Exceptionnel à tous les niveaux, le Marathon de Valence 2023 a été le théâtre de performances incroyables des Français avec cinq hommes (Mehdi Frère 2h05’43, Nicolas Navarro 2h05’53, Félix Bour 2h06’46, Morhad Amdouni 2h06’55, Benjamin Choquert 2h07’42) et quatre femmes (Mekdes Woldu 2h24’44, Mélody Julien 2h25’01, Manon Trapp 2h25’48, Fadouwa Ledhem 2h25’50) sous les minima pour les Jeux olympiques de Paris 2024. Devant, l’Éthiopien Sisay Lemma a décroché la victoire en 2h01’48, devenant le quatrième performeur de l’histoire. Récit d’une course qui fera date dans l’histoire du marathon français.
Commençons par la seule et unique mauvaise nouvelle : Il n’y a pas eu de nouveau record de France (hum, mais qu’est-ce qu’il est chafouin ce rédacteur). Sinon globalement, ça a été incroyable, fabuleux… Tous les superlatifs peuvent aller pour cette édition 2023 du Marathon de Valence, un des événements les plus enthousiasmants de la planète running depuis une paire d’années. Si on vous avait vendu une magnifique course dans les artères de la ville, on ne vous a pas menti.

→ Liste des enregistrements:
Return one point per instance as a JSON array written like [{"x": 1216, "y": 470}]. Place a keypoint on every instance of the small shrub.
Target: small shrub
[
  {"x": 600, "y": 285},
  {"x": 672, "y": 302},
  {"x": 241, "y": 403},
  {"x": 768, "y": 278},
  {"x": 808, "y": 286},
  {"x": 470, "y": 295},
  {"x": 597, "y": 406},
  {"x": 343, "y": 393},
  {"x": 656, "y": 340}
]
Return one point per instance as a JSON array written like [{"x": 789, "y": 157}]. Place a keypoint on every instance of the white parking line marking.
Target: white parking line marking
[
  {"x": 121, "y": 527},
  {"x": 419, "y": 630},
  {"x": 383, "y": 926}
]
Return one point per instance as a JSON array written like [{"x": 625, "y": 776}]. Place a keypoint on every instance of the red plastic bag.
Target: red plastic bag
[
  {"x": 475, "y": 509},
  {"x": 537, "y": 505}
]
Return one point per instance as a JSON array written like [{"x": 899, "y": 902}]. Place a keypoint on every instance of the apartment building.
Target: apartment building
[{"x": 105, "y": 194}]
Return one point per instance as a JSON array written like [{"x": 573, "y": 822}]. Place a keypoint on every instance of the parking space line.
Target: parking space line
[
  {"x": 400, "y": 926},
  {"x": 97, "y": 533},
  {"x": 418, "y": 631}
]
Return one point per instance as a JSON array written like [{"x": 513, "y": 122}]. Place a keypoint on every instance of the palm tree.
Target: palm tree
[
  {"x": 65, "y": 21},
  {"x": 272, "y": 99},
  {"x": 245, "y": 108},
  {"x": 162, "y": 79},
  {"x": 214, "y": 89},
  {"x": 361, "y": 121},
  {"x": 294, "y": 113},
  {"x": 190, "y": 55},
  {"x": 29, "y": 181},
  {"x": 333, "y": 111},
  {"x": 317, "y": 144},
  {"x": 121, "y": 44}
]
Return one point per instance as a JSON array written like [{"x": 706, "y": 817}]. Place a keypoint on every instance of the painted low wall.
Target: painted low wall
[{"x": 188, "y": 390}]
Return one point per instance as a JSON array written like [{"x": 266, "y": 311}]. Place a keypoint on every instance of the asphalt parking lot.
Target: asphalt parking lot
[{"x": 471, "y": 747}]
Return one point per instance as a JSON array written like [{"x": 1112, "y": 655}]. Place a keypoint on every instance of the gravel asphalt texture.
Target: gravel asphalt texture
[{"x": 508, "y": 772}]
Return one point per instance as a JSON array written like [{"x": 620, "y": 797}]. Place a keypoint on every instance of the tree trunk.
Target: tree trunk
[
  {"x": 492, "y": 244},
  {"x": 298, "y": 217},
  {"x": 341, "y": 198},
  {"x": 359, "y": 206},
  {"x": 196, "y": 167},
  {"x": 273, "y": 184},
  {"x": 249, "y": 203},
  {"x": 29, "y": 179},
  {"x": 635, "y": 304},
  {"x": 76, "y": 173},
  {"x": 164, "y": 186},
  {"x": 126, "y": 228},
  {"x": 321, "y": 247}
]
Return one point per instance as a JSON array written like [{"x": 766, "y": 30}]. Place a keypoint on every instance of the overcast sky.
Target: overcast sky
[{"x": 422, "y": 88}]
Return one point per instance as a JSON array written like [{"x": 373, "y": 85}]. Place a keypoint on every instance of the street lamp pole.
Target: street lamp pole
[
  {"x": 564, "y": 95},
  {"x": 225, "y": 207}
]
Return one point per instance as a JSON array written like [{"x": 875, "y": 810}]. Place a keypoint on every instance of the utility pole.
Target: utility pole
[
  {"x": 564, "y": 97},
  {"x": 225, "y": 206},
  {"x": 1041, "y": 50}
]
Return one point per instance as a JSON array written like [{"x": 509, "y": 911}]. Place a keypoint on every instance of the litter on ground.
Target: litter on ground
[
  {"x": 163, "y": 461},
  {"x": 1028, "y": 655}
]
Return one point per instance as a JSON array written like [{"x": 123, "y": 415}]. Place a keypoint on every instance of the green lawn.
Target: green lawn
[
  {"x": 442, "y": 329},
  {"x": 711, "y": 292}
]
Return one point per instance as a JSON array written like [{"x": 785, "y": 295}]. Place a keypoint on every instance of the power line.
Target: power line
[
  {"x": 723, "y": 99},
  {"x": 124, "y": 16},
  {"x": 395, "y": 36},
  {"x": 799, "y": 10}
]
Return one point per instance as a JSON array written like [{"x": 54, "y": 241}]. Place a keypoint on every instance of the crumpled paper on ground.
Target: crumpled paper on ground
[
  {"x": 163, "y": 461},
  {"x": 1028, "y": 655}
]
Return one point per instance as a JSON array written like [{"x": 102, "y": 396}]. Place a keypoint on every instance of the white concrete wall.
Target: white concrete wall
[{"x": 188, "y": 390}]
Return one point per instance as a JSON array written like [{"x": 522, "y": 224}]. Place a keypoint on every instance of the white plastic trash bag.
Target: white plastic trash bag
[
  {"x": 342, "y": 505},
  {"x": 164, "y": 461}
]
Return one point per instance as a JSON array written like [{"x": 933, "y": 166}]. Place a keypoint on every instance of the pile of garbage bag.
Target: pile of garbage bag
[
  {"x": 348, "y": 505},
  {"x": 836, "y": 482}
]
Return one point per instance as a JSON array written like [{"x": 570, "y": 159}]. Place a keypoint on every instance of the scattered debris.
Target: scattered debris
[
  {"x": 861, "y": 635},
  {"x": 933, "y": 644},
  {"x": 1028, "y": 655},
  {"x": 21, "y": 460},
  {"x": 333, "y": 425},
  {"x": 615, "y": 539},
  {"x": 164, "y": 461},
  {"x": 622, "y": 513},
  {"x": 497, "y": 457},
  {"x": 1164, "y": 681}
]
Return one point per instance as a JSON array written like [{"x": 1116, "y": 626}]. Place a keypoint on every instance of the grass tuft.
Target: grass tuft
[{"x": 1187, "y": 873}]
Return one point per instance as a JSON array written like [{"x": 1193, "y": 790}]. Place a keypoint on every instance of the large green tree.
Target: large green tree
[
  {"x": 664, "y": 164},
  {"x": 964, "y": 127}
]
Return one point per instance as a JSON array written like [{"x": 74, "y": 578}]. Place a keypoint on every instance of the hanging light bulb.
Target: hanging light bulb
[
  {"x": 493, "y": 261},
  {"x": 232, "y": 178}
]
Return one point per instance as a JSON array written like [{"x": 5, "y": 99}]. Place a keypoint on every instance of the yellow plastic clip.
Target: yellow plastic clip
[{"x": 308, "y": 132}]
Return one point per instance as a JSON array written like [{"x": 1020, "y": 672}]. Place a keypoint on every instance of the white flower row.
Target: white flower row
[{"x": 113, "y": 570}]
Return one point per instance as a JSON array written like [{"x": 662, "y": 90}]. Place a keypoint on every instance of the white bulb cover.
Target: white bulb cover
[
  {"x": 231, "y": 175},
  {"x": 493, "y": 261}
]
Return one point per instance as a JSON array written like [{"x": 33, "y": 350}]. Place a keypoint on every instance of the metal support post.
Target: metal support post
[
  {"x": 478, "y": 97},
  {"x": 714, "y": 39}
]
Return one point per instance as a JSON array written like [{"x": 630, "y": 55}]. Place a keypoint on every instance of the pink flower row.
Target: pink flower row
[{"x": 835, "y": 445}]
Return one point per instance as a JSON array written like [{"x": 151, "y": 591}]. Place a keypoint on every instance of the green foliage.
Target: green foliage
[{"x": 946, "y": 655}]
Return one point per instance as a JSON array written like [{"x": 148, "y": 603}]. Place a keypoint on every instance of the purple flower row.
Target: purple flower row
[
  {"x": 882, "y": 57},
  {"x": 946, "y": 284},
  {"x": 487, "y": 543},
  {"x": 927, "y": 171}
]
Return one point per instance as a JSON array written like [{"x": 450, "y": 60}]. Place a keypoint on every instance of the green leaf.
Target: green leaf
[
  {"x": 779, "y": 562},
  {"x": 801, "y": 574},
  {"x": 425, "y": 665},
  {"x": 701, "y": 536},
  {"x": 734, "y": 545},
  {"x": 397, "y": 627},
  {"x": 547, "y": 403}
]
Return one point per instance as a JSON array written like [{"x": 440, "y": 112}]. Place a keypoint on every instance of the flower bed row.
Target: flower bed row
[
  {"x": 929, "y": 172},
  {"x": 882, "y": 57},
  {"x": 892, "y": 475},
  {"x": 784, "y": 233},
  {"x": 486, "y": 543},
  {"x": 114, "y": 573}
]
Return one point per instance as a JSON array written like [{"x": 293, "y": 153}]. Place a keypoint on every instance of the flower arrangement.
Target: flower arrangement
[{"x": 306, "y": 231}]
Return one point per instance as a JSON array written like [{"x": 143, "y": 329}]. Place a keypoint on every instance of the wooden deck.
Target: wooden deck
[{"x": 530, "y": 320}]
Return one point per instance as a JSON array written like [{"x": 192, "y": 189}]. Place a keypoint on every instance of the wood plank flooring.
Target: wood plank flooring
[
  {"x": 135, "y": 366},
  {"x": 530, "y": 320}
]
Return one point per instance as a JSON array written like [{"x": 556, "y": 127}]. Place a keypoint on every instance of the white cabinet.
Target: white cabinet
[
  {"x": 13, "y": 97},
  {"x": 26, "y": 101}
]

→ Consigne: Reproduisez sans aucune modification le passage de l'extrait sur le Marathon de Valence qui commence à « Exceptionnel à tous » et se termine à « du marathon français. ». Appuyez-vous uniquement sur l'extrait consacré au Marathon de Valence.

→ Corrigé détaillé:
Exceptionnel à tous les niveaux, le Marathon de Valence 2023 a été le théâtre de performances incroyables des Français avec cinq hommes (Mehdi Frère 2h05’43, Nicolas Navarro 2h05’53, Félix Bour 2h06’46, Morhad Amdouni 2h06’55, Benjamin Choquert 2h07’42) et quatre femmes (Mekdes Woldu 2h24’44, Mélody Julien 2h25’01, Manon Trapp 2h25’48, Fadouwa Ledhem 2h25’50) sous les minima pour les Jeux olympiques de Paris 2024. Devant, l’Éthiopien Sisay Lemma a décroché la victoire en 2h01’48, devenant le quatrième performeur de l’histoire. Récit d’une course qui fera date dans l’histoire du marathon français.